**What the task requires:** Replace "grassy foreground" with "meadow" in the items from the start up to and including the line with "[(384, 241), (226, 212), (70, 247), (179, 209)]", leaving everything else unchanged. Return only those lines.

[Labels for object points]
* * *

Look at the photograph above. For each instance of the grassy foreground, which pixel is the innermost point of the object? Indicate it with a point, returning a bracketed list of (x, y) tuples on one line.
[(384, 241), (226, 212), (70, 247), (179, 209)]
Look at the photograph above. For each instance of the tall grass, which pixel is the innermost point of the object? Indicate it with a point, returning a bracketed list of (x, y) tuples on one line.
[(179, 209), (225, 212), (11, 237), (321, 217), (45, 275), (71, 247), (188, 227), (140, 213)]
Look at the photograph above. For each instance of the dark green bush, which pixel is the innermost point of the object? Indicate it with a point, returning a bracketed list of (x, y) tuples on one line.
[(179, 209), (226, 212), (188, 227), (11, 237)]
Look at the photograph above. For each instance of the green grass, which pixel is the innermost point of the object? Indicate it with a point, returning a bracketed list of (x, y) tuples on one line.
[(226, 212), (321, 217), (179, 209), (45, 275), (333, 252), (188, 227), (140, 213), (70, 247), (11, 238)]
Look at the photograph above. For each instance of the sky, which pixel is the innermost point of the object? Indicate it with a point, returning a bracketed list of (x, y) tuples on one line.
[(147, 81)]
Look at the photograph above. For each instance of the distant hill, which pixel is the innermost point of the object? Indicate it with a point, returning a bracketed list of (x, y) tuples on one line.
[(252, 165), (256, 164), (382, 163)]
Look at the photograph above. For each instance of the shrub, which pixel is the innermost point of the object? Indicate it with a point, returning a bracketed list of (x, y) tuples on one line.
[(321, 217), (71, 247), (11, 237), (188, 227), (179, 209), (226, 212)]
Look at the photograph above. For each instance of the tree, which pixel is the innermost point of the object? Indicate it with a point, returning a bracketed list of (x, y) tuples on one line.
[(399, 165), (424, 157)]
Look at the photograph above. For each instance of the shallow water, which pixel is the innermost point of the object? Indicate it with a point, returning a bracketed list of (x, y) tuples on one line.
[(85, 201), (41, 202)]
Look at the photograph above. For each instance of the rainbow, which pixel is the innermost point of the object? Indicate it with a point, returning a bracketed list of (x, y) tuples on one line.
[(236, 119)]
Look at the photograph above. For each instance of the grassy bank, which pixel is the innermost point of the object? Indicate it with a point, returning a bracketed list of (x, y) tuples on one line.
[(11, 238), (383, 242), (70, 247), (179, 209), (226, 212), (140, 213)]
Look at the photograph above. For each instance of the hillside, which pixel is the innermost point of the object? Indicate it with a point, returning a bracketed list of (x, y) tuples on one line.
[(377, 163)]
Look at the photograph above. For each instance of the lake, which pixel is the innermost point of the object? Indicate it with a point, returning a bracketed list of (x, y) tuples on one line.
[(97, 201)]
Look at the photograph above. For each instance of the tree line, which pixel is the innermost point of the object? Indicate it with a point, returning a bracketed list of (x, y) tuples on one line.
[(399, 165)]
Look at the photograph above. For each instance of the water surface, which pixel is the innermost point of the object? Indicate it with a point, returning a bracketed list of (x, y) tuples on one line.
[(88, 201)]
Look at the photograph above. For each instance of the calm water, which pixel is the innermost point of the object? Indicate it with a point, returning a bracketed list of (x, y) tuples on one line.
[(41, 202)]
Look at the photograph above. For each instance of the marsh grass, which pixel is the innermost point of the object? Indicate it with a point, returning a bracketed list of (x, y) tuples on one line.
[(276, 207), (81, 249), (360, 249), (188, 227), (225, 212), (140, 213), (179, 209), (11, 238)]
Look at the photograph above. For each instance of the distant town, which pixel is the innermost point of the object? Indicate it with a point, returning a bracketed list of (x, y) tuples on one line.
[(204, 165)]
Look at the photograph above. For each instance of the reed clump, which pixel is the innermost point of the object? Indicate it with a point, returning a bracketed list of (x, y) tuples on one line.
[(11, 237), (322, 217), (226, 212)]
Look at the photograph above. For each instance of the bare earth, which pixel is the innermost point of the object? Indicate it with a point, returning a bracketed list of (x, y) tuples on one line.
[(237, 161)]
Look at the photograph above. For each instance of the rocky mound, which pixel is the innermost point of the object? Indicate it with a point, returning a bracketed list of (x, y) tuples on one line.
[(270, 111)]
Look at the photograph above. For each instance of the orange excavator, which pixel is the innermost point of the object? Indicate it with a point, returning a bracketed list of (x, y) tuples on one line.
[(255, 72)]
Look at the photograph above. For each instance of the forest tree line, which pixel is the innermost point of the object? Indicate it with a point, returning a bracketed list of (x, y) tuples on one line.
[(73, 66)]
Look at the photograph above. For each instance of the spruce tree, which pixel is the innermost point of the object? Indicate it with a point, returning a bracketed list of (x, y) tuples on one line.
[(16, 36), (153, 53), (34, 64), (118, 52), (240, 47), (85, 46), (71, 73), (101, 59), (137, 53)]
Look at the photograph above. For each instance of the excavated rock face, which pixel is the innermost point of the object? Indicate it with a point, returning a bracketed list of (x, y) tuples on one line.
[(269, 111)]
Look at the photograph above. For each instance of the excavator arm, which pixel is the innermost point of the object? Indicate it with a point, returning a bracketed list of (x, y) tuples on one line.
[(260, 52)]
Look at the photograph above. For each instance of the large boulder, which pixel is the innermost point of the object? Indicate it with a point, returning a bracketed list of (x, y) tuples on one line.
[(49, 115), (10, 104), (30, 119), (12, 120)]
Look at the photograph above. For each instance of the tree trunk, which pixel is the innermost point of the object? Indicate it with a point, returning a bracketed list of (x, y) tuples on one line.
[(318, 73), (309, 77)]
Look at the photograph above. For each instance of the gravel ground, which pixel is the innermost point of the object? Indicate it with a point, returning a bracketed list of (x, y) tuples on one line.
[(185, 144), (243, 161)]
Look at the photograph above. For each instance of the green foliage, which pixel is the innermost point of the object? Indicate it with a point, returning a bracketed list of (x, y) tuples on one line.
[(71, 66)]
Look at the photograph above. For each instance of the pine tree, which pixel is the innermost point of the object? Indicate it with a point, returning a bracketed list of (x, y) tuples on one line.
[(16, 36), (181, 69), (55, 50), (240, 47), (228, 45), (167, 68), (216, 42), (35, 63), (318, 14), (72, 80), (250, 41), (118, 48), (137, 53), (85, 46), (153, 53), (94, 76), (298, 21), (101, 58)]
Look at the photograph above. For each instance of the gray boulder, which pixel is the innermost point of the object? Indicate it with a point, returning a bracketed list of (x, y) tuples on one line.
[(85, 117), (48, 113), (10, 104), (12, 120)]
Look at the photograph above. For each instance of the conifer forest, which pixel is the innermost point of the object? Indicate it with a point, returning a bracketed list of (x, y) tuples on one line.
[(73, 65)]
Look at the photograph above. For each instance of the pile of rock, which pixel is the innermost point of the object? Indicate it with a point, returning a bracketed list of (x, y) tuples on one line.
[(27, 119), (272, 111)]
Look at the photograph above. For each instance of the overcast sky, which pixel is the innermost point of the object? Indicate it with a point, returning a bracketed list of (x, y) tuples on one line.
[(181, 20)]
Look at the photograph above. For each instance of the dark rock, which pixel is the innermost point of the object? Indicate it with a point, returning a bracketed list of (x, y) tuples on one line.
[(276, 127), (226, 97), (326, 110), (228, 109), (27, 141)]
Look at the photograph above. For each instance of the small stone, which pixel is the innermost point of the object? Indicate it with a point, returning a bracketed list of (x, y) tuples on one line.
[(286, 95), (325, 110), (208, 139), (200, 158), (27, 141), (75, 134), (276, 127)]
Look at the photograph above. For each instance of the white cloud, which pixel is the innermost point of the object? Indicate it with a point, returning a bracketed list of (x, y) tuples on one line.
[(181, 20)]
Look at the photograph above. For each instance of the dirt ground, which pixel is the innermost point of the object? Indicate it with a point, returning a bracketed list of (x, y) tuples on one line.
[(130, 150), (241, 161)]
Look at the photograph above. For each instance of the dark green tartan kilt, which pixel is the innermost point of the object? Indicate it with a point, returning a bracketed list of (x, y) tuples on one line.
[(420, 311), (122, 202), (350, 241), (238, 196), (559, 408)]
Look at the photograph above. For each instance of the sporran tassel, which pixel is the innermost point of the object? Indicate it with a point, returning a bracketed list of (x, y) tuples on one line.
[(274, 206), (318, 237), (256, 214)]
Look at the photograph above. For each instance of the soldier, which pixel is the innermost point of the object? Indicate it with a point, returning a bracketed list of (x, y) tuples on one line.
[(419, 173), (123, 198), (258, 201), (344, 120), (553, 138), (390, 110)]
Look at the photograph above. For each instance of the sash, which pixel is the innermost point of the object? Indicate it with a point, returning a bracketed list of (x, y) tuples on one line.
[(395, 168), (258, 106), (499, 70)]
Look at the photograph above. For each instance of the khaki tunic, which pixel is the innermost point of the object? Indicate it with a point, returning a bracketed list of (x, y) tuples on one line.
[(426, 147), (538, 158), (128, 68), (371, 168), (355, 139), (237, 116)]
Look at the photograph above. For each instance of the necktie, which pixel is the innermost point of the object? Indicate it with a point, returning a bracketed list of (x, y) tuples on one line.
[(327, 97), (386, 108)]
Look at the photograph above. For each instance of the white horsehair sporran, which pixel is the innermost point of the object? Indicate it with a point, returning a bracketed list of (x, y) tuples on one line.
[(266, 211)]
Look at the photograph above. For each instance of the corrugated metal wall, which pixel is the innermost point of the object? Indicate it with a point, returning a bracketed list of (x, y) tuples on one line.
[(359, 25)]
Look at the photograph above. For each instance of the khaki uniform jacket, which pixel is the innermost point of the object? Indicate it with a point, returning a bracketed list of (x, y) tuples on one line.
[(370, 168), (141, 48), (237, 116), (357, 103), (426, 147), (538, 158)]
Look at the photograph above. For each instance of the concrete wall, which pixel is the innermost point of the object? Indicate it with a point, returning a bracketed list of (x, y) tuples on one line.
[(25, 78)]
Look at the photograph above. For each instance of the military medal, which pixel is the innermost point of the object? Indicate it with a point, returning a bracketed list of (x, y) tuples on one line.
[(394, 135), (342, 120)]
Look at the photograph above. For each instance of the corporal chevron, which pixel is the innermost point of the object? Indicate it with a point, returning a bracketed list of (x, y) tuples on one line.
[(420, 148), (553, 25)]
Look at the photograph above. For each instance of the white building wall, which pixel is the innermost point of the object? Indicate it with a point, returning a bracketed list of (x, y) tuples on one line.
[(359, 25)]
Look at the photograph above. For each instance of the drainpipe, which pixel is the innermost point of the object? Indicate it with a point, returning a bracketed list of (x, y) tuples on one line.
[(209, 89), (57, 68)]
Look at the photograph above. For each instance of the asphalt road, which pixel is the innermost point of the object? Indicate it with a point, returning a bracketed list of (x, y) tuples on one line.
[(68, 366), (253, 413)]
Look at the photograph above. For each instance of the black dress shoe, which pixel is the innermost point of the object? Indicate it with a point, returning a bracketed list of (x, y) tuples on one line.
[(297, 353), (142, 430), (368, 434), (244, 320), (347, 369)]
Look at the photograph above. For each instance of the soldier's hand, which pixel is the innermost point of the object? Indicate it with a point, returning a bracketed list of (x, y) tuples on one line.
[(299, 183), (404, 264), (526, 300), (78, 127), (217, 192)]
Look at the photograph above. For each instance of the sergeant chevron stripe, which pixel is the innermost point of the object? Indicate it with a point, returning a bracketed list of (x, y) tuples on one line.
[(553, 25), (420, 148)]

* * *

**Worked solution:**
Look at the photograph above. For each instance of the meadow, which pixel is the innermost point of the object? Indicate it with a point, returning a bracketed list of (x, y) tuples on one line.
[(384, 241), (226, 212), (70, 247), (179, 209)]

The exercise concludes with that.